> _Set problem_
List every line of the records below that contains the string "pillar", with case taken into account.

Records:
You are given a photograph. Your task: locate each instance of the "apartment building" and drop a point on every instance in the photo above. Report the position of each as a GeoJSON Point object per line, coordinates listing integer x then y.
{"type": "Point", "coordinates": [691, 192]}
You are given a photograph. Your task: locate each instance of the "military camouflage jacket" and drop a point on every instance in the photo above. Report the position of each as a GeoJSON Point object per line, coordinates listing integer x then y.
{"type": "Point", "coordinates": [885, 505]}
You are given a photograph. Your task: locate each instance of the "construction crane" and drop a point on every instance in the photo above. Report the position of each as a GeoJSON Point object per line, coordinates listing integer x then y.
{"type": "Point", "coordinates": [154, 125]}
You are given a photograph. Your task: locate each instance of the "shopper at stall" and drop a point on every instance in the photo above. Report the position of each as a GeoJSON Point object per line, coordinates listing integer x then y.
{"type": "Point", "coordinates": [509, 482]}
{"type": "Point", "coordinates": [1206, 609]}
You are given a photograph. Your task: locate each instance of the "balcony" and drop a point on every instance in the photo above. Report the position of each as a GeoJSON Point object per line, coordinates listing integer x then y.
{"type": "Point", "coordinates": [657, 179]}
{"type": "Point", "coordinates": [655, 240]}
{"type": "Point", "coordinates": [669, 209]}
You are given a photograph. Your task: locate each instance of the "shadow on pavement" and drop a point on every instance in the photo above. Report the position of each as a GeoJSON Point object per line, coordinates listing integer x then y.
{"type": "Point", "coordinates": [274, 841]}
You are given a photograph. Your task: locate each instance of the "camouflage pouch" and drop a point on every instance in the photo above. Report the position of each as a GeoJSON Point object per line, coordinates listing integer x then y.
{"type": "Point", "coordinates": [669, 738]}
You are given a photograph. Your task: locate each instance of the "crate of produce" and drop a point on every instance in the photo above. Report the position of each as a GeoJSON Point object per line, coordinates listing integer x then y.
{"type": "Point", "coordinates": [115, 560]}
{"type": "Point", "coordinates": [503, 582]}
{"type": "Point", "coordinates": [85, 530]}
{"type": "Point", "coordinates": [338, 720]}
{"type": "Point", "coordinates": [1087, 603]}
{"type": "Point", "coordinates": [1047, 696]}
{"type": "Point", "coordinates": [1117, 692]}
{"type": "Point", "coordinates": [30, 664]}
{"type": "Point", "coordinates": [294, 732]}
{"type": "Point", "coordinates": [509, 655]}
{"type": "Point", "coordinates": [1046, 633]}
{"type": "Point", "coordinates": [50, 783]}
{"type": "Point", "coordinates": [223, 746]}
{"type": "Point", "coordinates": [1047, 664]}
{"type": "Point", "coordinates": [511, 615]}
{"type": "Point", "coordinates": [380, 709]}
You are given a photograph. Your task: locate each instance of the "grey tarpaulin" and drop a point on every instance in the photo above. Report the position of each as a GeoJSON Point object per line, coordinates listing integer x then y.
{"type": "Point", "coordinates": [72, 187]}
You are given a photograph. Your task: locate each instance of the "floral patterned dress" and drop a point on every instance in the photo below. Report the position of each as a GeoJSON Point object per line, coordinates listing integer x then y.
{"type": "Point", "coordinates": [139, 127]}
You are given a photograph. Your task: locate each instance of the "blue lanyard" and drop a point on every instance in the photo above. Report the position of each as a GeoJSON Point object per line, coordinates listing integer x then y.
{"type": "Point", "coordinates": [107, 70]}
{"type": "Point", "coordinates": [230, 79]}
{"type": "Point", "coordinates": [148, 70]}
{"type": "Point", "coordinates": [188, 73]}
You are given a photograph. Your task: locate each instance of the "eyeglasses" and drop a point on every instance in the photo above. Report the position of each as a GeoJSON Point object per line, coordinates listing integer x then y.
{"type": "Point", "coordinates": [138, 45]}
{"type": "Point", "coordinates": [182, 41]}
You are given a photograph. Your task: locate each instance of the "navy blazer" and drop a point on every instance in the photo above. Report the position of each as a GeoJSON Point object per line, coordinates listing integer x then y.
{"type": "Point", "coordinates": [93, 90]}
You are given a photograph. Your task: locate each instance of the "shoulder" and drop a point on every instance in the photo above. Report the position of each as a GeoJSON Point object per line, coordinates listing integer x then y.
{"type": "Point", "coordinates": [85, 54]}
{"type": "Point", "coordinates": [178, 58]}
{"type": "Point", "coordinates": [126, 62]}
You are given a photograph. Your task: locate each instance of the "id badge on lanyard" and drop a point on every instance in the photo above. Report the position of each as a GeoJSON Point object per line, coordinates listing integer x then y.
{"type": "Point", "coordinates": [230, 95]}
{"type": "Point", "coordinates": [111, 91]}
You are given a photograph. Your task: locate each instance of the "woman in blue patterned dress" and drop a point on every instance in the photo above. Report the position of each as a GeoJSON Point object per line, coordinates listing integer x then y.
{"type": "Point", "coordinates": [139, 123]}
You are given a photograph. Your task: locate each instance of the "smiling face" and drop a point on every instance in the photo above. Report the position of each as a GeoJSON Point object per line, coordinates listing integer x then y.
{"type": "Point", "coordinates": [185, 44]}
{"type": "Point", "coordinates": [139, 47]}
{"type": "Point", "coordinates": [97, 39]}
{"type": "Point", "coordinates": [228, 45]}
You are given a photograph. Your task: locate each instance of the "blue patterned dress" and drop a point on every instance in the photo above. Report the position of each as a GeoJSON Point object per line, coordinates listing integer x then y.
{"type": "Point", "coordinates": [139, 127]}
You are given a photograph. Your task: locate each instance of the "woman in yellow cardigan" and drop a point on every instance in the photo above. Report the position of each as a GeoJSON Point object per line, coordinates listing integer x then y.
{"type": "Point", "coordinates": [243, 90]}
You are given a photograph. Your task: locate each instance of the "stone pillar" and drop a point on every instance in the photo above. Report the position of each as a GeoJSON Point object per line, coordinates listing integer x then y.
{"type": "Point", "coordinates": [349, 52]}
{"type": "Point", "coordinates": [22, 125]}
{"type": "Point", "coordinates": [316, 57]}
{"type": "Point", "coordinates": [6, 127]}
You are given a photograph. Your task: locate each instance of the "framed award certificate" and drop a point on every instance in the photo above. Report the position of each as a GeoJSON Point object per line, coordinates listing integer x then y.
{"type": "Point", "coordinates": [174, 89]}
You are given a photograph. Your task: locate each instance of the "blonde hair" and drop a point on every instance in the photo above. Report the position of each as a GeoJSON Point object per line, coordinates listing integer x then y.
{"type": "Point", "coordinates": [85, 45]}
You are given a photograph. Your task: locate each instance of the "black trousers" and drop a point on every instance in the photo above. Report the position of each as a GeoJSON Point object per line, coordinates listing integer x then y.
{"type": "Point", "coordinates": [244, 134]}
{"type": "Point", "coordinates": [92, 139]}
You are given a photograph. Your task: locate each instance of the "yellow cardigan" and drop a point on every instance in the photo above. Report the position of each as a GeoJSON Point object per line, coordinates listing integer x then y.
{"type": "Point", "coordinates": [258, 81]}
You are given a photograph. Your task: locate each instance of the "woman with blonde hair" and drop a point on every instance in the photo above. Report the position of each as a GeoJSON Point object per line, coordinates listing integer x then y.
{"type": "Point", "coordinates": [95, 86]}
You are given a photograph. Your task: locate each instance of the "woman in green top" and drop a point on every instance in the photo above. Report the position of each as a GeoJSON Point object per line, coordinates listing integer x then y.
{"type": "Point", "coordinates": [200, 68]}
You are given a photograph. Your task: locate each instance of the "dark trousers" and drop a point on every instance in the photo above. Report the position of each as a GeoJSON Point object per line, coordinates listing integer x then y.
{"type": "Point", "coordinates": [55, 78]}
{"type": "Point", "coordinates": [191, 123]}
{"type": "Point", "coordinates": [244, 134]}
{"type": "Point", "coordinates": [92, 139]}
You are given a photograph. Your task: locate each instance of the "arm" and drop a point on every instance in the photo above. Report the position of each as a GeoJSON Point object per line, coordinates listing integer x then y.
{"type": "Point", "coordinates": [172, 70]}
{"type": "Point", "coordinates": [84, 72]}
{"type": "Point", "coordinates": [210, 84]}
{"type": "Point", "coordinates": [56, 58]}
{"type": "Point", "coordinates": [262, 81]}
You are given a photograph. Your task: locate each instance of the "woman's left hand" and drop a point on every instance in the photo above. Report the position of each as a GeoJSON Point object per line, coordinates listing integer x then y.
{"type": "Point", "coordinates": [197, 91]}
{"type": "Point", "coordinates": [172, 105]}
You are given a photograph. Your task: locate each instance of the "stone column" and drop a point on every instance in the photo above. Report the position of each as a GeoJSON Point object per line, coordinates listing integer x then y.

> _Task solution_
You are given a photograph. Your task: locate each instance of the "stone pillar" and drop a point on every instance in the photo above. Report the position of each as a GeoJSON Point object per line, coordinates listing integer x then y.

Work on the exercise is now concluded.